>>>>>
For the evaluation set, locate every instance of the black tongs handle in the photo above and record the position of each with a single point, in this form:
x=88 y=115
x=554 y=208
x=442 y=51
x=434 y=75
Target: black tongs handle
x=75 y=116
<<<<<
## WORK TO COMPLETE
Please transcribe the data above line for line, without changing anything.

## FINISHED EXERCISE
For the evaluation set, locate every instance of the black tongs handle in the photo above and record the position of each with a single point, in this form:
x=88 y=115
x=554 y=208
x=442 y=51
x=434 y=75
Target: black tongs handle
x=75 y=116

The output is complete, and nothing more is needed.